>> BEGIN Source passage

The consolidation and conditions for the transfer of copyright (identification of authorship) is carried out in the License Agreement. In particular, the authors reserve the right to the authorship of their manuscript and transfer the first publication of this work to the journal under the terms of the Creative Commons CC BY license. At the same time, they have the right to conclude on their own additional agreements concerning the non-exclusive distribution of the work in the form in which it was published by this journal, but provided that the link to the first publication of the article in this journal is preserved.
A license agreement is a document in which the author warrants that he/she owns all copyright for the work (manuscript, article, etc.).
The authors, signing the License Agreement with TECHNOLOGY CENTER PC, have all rights to the further use of their work, provided that they link to our edition in which the work was published.
According to the terms of the License Agreement, the Publisher TECHNOLOGY CENTER PC does not take away your copyrights and receives permission from the authors to use and dissemination of the publication through the world's scientific resources (own electronic resources, scientometric databases, repositories, libraries, etc.).
In the absence of a signed License Agreement or in the absence of this agreement of identifiers allowing to identify the identity of the author, the editors have no right to work with the manuscript.
It is important to remember that there is another type of agreement between authors and publishers – when copyright is transferred from the authors to the publisher. In this case, the authors lose ownership of their work and may not use it in any way.

>> END Source passage

Requirement 1: The copyright policy gives examples of the world's scientific resources through which the publisher may spread a publication. List all of them.
Requirement 2: According to the copyright policy, under what license do authors transfer the first publication of their work to the journal?
Requirement 3: Copy the part of the copyright policy that opens with the words "According to the" and closes with "with the manuscript.".

>> BEGIN Stored data

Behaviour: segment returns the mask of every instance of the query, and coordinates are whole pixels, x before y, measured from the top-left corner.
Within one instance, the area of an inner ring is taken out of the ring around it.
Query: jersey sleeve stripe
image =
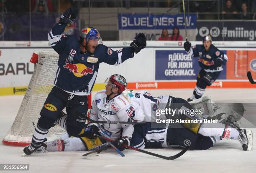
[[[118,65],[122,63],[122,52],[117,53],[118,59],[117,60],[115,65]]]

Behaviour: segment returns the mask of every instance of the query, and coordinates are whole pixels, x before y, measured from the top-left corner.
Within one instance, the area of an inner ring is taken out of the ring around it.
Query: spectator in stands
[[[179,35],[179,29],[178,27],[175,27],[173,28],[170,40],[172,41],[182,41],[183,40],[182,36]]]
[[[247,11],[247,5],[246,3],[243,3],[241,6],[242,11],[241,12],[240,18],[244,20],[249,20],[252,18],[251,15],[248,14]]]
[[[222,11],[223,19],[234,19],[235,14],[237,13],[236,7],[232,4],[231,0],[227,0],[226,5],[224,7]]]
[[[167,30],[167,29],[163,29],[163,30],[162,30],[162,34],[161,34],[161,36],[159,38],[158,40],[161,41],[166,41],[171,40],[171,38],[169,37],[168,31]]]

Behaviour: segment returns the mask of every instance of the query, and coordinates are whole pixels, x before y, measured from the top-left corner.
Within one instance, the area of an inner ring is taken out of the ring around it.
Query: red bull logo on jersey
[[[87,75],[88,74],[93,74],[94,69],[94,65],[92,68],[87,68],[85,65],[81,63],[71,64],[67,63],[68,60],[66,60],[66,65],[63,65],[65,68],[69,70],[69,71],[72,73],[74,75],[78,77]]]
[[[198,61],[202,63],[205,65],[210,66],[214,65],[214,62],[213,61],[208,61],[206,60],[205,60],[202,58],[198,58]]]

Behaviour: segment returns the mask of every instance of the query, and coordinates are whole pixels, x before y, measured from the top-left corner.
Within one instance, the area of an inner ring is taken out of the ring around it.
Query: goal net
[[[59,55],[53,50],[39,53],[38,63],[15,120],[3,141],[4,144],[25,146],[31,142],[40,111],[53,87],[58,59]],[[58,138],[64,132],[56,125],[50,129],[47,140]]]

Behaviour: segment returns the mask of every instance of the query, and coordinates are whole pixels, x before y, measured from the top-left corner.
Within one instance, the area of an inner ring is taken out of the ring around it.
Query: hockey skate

>> END Stored data
>> BEGIN Stored data

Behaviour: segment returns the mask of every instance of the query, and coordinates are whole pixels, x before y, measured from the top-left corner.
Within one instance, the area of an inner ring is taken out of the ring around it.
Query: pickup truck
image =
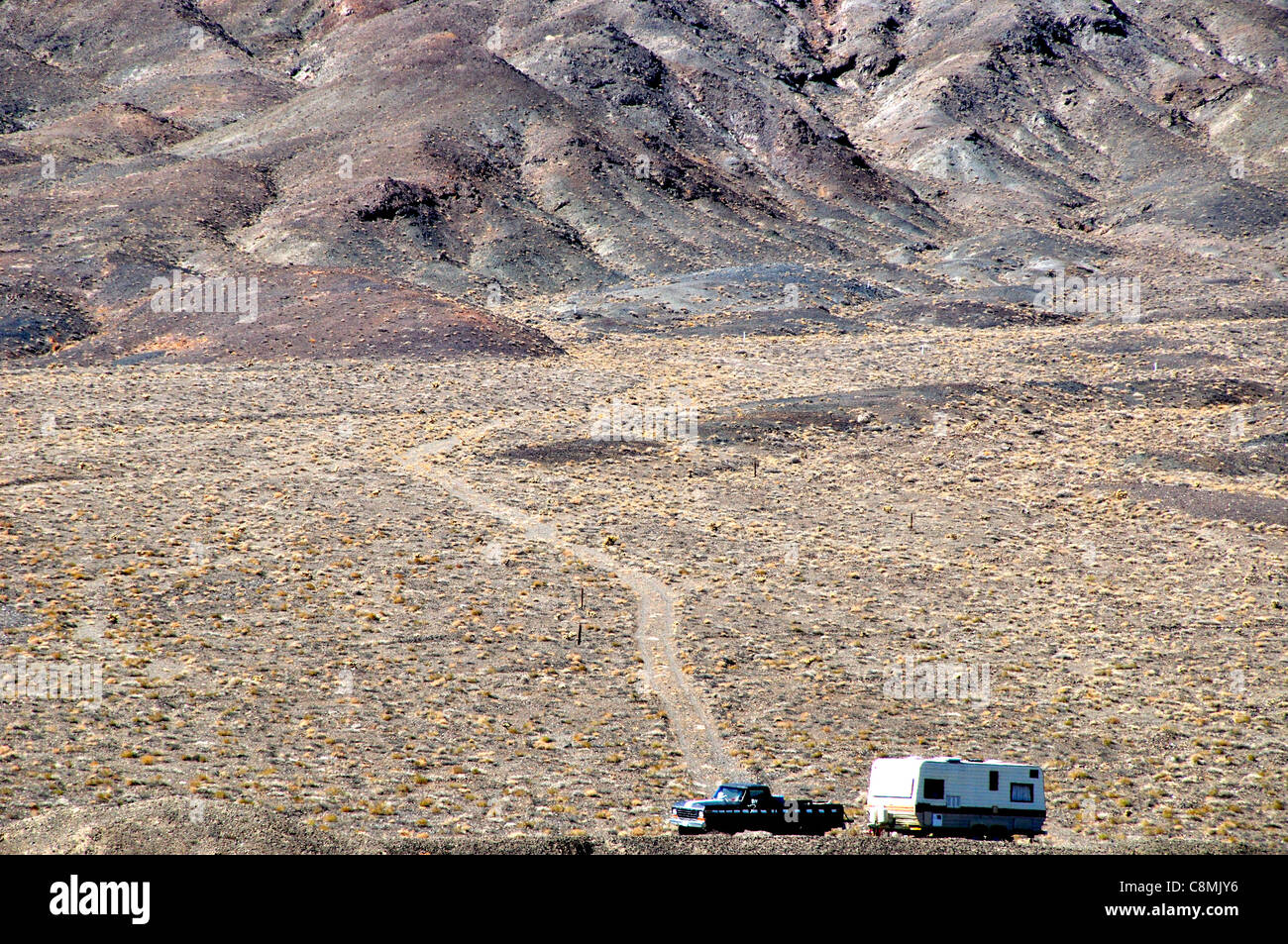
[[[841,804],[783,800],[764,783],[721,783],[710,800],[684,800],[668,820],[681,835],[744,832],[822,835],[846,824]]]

>> END Stored data

Output 1: own electronic resources, scientometric databases, repositories, libraries

Output 2: The Creative Commons CC BY license.

Output 3:
According to the terms of the License Agreement, the Publisher TECHNOLOGY CENTER PC does not take away your copyrights and receives permission from the authors to use and dissemination of the publication through the world's scientific resources (own electronic resources, scientometric databases, repositories, libraries, etc.).
In the absence of a signed License Agreement or in the absence of this agreement of identifiers allowing to identify the identity of the author, the editors have no right to work with the manuscript.